[Dataset rows]
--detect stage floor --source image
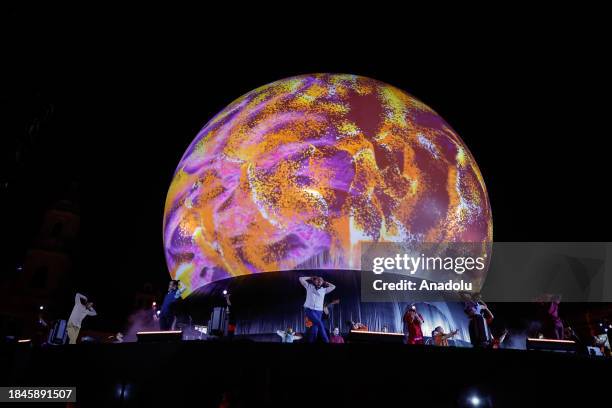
[1,341,612,407]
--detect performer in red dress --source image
[404,305,425,344]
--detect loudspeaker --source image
[136,330,183,343]
[346,330,405,343]
[48,320,68,346]
[527,337,576,353]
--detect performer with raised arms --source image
[300,276,336,343]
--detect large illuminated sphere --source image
[163,74,492,291]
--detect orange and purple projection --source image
[163,74,493,293]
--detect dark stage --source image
[2,341,612,408]
[0,4,612,408]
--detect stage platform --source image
[0,341,612,408]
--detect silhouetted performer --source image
[66,293,97,344]
[300,276,336,343]
[542,296,565,340]
[159,280,183,331]
[464,300,493,347]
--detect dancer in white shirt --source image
[66,293,97,344]
[300,276,336,343]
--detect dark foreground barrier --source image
[0,341,612,408]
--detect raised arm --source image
[174,287,187,300]
[300,276,310,288]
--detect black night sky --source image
[0,6,610,332]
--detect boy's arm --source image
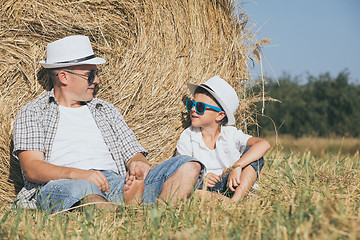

* **Your goal**
Pick out each line in the rows above that contains the string "stage" and copy those lines.

* **Written solution**
--detect stage floor --source image
--detect dark stage --source image
--detect stage platform --source image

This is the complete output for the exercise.